**Data provided:**
•••

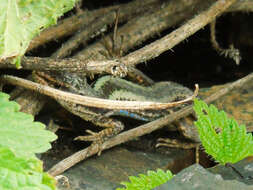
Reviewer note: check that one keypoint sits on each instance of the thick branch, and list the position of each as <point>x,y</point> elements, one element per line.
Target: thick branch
<point>169,41</point>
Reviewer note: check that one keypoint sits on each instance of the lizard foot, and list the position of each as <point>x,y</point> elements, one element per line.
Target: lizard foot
<point>96,138</point>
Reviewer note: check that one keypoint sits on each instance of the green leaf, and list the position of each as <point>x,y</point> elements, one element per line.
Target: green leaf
<point>19,132</point>
<point>22,173</point>
<point>221,136</point>
<point>147,182</point>
<point>21,20</point>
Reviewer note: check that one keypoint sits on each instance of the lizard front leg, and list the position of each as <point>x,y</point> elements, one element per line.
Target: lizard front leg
<point>112,126</point>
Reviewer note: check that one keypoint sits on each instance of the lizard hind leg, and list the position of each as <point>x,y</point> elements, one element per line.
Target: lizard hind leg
<point>113,127</point>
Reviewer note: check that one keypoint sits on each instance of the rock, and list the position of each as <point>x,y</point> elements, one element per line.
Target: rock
<point>197,178</point>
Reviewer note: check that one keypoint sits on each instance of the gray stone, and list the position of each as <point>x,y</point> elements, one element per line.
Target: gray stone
<point>197,178</point>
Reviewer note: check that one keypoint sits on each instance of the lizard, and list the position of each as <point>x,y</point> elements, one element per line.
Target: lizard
<point>113,88</point>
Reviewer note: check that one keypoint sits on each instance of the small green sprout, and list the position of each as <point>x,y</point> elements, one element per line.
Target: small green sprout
<point>148,182</point>
<point>221,136</point>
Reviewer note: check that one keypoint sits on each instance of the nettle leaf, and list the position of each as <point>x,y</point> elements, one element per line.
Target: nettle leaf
<point>151,180</point>
<point>221,136</point>
<point>22,173</point>
<point>21,20</point>
<point>19,132</point>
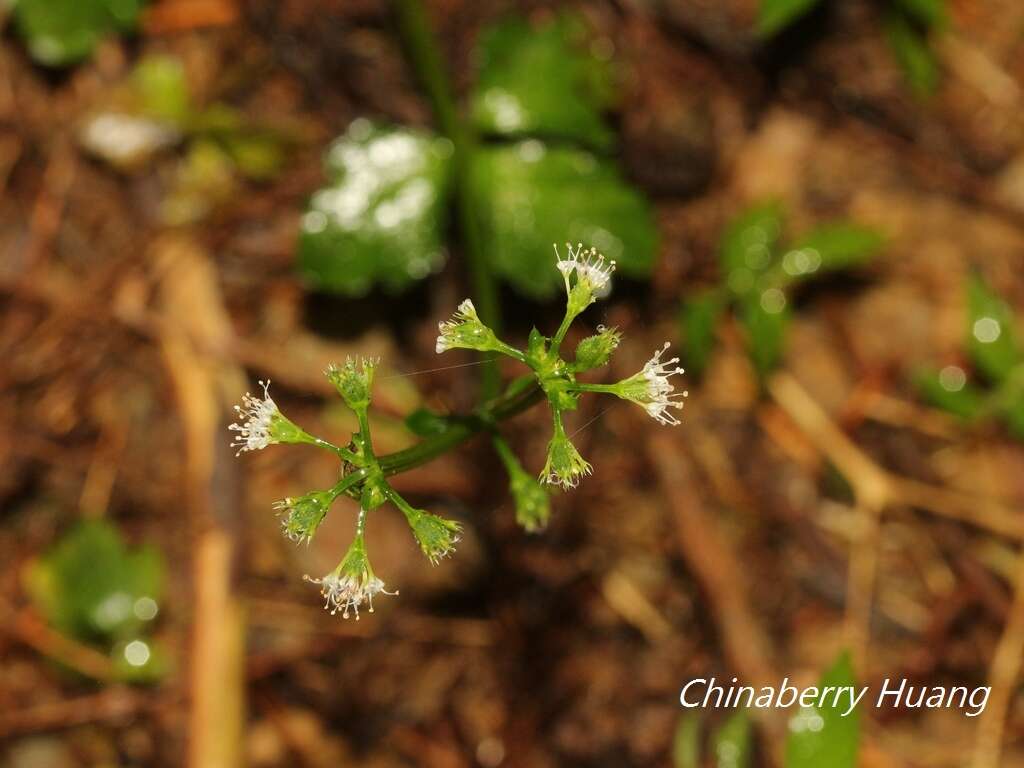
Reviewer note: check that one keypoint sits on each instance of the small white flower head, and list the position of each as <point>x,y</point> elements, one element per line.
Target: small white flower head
<point>301,516</point>
<point>652,389</point>
<point>352,584</point>
<point>564,465</point>
<point>261,423</point>
<point>593,273</point>
<point>353,380</point>
<point>465,331</point>
<point>532,506</point>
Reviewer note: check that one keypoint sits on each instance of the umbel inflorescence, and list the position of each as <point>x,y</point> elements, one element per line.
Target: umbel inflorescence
<point>364,475</point>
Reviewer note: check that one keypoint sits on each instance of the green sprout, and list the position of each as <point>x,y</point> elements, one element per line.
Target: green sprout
<point>995,392</point>
<point>587,276</point>
<point>759,272</point>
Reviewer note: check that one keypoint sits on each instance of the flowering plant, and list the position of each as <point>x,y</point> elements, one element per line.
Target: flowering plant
<point>364,474</point>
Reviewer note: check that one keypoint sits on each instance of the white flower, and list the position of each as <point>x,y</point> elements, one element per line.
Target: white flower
<point>652,389</point>
<point>590,267</point>
<point>257,415</point>
<point>345,592</point>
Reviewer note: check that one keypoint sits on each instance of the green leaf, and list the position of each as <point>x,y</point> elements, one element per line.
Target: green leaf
<point>381,218</point>
<point>990,332</point>
<point>698,317</point>
<point>732,744</point>
<point>161,89</point>
<point>64,32</point>
<point>774,15</point>
<point>686,741</point>
<point>765,315</point>
<point>1013,417</point>
<point>425,423</point>
<point>912,53</point>
<point>821,736</point>
<point>538,82</point>
<point>531,196</point>
<point>834,246</point>
<point>748,244</point>
<point>928,12</point>
<point>945,390</point>
<point>90,585</point>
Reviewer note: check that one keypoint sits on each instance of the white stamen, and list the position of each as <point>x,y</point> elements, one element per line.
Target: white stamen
<point>256,415</point>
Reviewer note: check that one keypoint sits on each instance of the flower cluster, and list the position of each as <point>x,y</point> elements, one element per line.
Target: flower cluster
<point>352,584</point>
<point>588,278</point>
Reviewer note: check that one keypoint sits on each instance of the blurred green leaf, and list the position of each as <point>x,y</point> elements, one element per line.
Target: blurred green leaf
<point>382,215</point>
<point>425,423</point>
<point>64,32</point>
<point>773,15</point>
<point>161,89</point>
<point>139,659</point>
<point>686,741</point>
<point>821,736</point>
<point>91,586</point>
<point>948,393</point>
<point>834,246</point>
<point>912,53</point>
<point>698,318</point>
<point>990,332</point>
<point>765,315</point>
<point>531,196</point>
<point>747,245</point>
<point>928,12</point>
<point>732,744</point>
<point>537,81</point>
<point>1013,417</point>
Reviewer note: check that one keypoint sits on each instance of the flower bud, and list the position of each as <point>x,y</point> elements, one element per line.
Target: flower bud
<point>303,515</point>
<point>465,331</point>
<point>353,384</point>
<point>532,506</point>
<point>564,465</point>
<point>595,351</point>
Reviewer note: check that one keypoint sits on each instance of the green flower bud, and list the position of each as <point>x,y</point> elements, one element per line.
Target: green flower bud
<point>303,515</point>
<point>435,536</point>
<point>595,351</point>
<point>532,506</point>
<point>465,331</point>
<point>353,384</point>
<point>564,465</point>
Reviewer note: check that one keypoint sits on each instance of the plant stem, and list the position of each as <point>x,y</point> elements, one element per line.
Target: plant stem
<point>511,402</point>
<point>426,58</point>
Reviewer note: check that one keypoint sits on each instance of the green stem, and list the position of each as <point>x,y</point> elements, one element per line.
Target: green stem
<point>425,55</point>
<point>506,406</point>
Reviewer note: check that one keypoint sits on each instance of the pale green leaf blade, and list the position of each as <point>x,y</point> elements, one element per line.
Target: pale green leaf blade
<point>531,196</point>
<point>774,15</point>
<point>381,218</point>
<point>732,743</point>
<point>838,245</point>
<point>538,82</point>
<point>821,736</point>
<point>991,339</point>
<point>748,244</point>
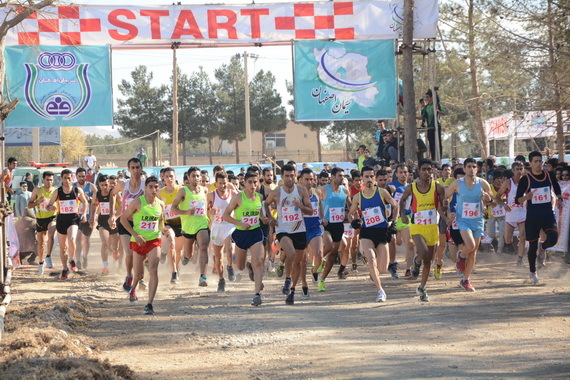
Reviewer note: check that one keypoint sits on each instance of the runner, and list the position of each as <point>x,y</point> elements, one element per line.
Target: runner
<point>335,199</point>
<point>516,213</point>
<point>67,220</point>
<point>373,234</point>
<point>146,213</point>
<point>103,207</point>
<point>130,189</point>
<point>85,229</point>
<point>291,201</point>
<point>172,226</point>
<point>471,190</point>
<point>45,222</point>
<point>218,200</point>
<point>246,206</point>
<point>536,189</point>
<point>190,204</point>
<point>426,204</point>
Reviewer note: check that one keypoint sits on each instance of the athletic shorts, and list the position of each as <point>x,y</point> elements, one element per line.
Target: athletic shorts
<point>245,239</point>
<point>220,232</point>
<point>177,228</point>
<point>429,232</point>
<point>376,235</point>
<point>313,233</point>
<point>122,230</point>
<point>299,239</point>
<point>85,228</point>
<point>516,216</point>
<point>42,224</point>
<point>193,236</point>
<point>103,222</point>
<point>533,227</point>
<point>336,230</point>
<point>61,225</point>
<point>146,247</point>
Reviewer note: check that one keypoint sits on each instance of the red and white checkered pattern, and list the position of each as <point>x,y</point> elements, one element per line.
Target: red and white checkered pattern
<point>310,21</point>
<point>63,23</point>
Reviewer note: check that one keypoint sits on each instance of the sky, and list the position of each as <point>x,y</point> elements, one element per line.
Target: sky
<point>277,59</point>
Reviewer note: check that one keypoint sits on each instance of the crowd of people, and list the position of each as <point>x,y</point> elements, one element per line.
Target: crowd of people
<point>301,225</point>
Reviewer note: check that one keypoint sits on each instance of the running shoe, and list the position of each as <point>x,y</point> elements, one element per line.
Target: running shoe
<point>466,284</point>
<point>256,300</point>
<point>381,297</point>
<point>127,283</point>
<point>148,310</point>
<point>231,275</point>
<point>250,270</point>
<point>438,271</point>
<point>221,285</point>
<point>280,269</point>
<point>133,295</point>
<point>416,269</point>
<point>460,263</point>
<point>290,300</point>
<point>287,286</point>
<point>72,265</point>
<point>421,291</point>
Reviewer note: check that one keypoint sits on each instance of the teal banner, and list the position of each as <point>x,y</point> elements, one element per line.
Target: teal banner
<point>59,86</point>
<point>344,80</point>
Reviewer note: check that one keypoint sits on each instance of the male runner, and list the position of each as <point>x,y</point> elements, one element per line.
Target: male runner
<point>218,200</point>
<point>291,201</point>
<point>85,229</point>
<point>246,206</point>
<point>536,189</point>
<point>373,234</point>
<point>130,189</point>
<point>191,204</point>
<point>146,212</point>
<point>172,224</point>
<point>45,222</point>
<point>427,203</point>
<point>67,220</point>
<point>334,200</point>
<point>471,191</point>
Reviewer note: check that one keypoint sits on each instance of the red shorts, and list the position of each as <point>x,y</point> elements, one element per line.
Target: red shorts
<point>146,247</point>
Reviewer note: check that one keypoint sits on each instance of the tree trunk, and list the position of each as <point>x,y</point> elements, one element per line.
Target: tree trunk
<point>560,143</point>
<point>475,94</point>
<point>410,127</point>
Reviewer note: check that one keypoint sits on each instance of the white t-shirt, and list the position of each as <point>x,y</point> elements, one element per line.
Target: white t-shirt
<point>91,160</point>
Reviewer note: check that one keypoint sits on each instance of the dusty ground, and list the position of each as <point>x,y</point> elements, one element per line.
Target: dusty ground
<point>507,328</point>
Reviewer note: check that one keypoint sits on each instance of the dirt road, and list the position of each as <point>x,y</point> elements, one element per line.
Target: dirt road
<point>507,328</point>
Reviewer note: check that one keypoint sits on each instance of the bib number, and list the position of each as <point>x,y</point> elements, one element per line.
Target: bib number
<point>373,216</point>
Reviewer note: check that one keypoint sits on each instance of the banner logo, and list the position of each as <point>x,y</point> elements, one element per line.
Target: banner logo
<point>57,86</point>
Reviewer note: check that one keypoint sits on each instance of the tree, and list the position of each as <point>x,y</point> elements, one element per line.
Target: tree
<point>230,90</point>
<point>267,113</point>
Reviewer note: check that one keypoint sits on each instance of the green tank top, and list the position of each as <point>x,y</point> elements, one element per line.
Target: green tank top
<point>249,211</point>
<point>192,223</point>
<point>42,212</point>
<point>145,221</point>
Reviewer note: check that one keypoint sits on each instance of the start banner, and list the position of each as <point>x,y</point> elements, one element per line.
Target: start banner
<point>248,23</point>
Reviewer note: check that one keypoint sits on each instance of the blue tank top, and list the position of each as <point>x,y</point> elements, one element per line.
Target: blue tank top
<point>334,201</point>
<point>313,221</point>
<point>373,211</point>
<point>469,201</point>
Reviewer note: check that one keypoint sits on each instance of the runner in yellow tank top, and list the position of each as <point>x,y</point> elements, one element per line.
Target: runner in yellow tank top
<point>428,198</point>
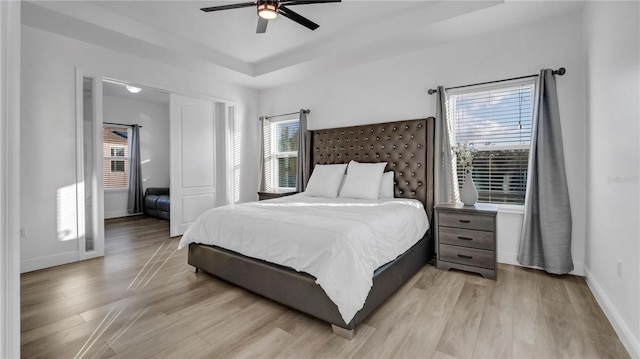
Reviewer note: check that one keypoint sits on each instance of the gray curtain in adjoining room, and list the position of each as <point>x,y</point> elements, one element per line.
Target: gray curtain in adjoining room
<point>546,232</point>
<point>302,153</point>
<point>262,185</point>
<point>136,198</point>
<point>445,171</point>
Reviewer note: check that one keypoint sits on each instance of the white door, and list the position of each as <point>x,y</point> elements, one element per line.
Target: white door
<point>192,161</point>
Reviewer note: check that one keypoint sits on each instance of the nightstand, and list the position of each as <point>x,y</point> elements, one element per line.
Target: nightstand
<point>263,195</point>
<point>466,238</point>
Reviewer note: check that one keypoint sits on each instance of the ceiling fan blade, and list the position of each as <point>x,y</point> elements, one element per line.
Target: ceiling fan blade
<point>288,13</point>
<point>262,25</point>
<point>228,7</point>
<point>306,2</point>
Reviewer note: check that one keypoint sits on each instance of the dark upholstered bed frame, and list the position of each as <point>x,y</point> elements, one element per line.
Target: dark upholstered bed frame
<point>407,147</point>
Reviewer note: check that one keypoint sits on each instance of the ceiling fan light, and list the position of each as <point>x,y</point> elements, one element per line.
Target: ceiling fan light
<point>267,10</point>
<point>133,89</point>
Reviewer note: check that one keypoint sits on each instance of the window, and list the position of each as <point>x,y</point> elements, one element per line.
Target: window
<point>115,150</point>
<point>281,142</point>
<point>496,120</point>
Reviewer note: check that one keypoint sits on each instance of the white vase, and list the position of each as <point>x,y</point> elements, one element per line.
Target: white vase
<point>469,193</point>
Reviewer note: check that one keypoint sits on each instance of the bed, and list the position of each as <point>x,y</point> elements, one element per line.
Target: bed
<point>407,148</point>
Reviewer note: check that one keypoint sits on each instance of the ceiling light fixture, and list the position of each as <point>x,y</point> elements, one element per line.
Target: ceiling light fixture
<point>133,89</point>
<point>267,9</point>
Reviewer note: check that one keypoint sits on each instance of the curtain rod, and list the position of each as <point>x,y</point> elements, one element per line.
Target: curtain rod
<point>561,71</point>
<point>287,114</point>
<point>119,124</point>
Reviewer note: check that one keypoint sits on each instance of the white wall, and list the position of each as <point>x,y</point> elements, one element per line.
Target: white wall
<point>154,146</point>
<point>395,89</point>
<point>48,127</point>
<point>613,218</point>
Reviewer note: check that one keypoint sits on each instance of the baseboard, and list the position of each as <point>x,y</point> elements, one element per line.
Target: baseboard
<point>631,343</point>
<point>512,258</point>
<point>29,265</point>
<point>118,214</point>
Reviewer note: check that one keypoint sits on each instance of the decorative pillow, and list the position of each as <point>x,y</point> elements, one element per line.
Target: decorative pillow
<point>386,186</point>
<point>325,180</point>
<point>363,180</point>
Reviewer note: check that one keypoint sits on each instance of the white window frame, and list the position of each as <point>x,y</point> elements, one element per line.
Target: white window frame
<point>275,155</point>
<point>529,82</point>
<point>118,158</point>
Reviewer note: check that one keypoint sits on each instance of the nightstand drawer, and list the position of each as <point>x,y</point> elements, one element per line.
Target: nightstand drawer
<point>466,238</point>
<point>468,221</point>
<point>468,256</point>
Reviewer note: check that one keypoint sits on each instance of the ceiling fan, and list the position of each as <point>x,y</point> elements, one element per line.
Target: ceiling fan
<point>269,10</point>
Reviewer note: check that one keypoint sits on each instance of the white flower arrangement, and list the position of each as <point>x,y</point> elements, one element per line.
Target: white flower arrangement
<point>465,154</point>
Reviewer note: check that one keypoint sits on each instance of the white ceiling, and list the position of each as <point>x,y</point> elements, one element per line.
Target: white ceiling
<point>117,89</point>
<point>351,32</point>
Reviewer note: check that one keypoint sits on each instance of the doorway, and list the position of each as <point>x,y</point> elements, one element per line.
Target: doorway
<point>185,145</point>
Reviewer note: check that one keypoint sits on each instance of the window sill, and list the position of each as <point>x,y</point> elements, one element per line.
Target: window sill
<point>109,190</point>
<point>509,208</point>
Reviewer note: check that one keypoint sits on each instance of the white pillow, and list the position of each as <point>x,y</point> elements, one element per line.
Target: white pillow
<point>325,180</point>
<point>363,180</point>
<point>386,186</point>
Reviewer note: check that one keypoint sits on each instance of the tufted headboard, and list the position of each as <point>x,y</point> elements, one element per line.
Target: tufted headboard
<point>406,146</point>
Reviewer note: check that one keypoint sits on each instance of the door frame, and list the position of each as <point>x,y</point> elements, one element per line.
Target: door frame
<point>96,183</point>
<point>10,179</point>
<point>224,119</point>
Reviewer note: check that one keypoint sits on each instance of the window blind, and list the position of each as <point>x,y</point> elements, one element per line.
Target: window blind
<point>115,150</point>
<point>497,121</point>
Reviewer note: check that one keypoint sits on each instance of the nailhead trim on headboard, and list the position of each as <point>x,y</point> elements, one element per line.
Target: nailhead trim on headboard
<point>406,146</point>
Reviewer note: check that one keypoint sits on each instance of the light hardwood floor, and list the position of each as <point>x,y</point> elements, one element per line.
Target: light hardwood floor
<point>140,301</point>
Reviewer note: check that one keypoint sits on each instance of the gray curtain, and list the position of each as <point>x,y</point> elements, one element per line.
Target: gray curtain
<point>445,171</point>
<point>262,185</point>
<point>136,197</point>
<point>302,153</point>
<point>546,232</point>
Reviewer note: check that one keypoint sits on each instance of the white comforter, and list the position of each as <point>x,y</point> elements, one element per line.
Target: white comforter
<point>339,241</point>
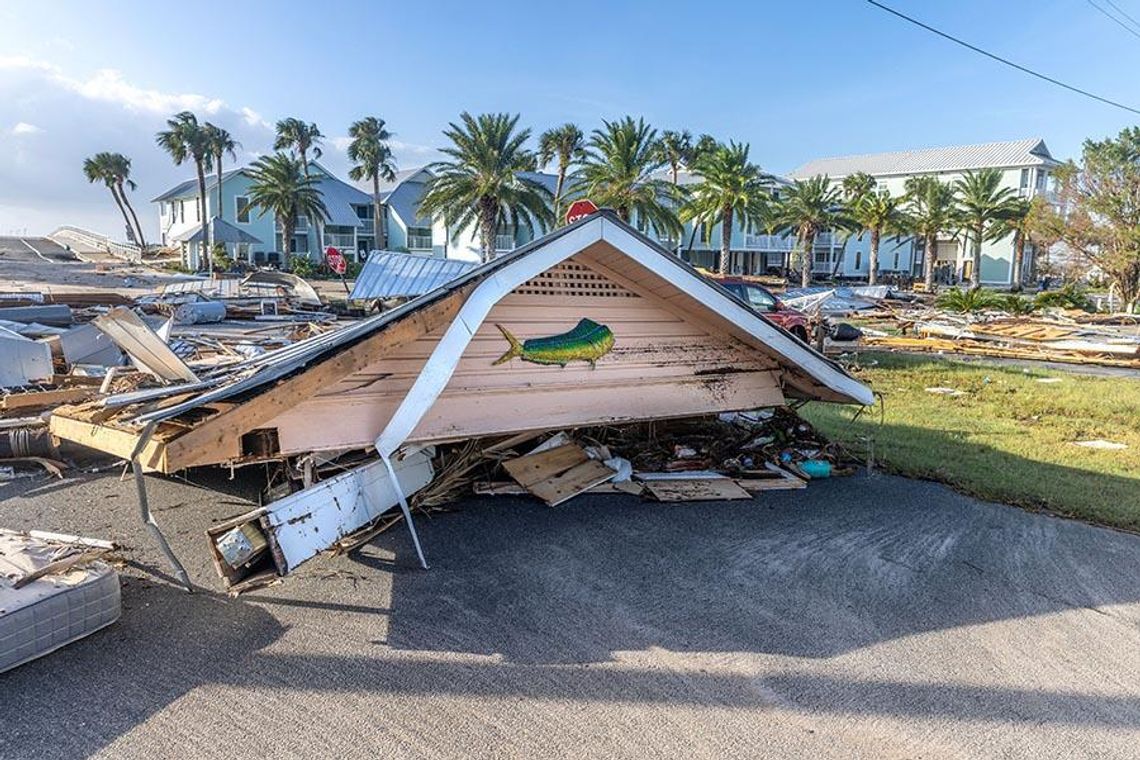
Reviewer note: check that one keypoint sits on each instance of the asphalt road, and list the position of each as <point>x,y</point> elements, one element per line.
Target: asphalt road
<point>862,618</point>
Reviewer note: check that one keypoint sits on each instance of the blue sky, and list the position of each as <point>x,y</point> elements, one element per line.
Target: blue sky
<point>796,80</point>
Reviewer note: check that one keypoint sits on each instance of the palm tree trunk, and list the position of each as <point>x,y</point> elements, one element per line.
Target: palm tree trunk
<point>808,242</point>
<point>206,245</point>
<point>316,220</point>
<point>976,275</point>
<point>931,255</point>
<point>1018,262</point>
<point>873,261</point>
<point>558,194</point>
<point>725,239</point>
<point>488,222</point>
<point>377,238</point>
<point>287,240</point>
<point>138,229</point>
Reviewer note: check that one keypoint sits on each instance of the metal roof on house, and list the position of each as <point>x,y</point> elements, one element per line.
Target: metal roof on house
<point>189,188</point>
<point>263,369</point>
<point>390,275</point>
<point>1031,152</point>
<point>339,195</point>
<point>222,233</point>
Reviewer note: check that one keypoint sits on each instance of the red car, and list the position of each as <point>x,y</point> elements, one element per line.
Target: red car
<point>764,301</point>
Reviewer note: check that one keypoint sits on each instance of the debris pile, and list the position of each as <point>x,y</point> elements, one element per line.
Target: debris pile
<point>60,349</point>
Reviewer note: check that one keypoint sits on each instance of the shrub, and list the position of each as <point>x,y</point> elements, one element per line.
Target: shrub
<point>1071,296</point>
<point>302,267</point>
<point>970,300</point>
<point>1016,304</point>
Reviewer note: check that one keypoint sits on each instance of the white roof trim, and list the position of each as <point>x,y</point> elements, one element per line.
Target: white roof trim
<point>445,357</point>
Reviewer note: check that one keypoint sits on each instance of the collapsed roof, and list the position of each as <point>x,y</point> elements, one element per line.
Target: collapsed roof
<point>431,370</point>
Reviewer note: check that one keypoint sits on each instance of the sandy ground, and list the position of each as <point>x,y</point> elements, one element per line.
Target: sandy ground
<point>862,618</point>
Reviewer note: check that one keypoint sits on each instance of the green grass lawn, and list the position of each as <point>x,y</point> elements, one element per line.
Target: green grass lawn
<point>1007,438</point>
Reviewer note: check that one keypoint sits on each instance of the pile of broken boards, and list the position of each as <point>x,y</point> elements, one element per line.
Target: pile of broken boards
<point>1061,336</point>
<point>692,459</point>
<point>74,349</point>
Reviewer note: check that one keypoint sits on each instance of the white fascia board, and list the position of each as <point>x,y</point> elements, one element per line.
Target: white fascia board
<point>445,357</point>
<point>713,299</point>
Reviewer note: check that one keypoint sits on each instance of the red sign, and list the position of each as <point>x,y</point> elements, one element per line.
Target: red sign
<point>579,210</point>
<point>335,261</point>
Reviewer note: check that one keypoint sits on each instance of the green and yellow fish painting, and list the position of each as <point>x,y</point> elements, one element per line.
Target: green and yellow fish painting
<point>587,342</point>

•••

**Stated problem:**
Exactly and only the lines from the one containing "the green grass" through the end of the material are to be reproduced, both ends included.

**The result:**
Reviewer note: check that one keypoint sits on each instance of the green grass lawn, and list the position of each as <point>x,y</point> elements, one element per line.
Target: green grass lawn
<point>1007,438</point>
Reviewer note: check that one keypoint sits on each instance of the pile of broken boards, and list the position of each as <point>x,y</point> elements, one element per line.
Target: pile of broken boards
<point>1061,336</point>
<point>692,459</point>
<point>74,349</point>
Reviewer note: check that one keypoint sits on each instance of the white fascia board, and list the position of each as <point>x,y</point> elements, one element per line.
Target: white fascia board
<point>445,357</point>
<point>713,299</point>
Reviewer note: check that one keypoint sits on each instance of the red sign, and list the position of each as <point>x,y</point> elements, one element per line.
Target: red sign
<point>579,210</point>
<point>335,261</point>
Reviewer note: check that one keypoint sits on each instance of the green and yellow fish painting, and list the position of each as <point>x,y</point> elements, one element per line.
Target: green and yellow fish painting
<point>587,342</point>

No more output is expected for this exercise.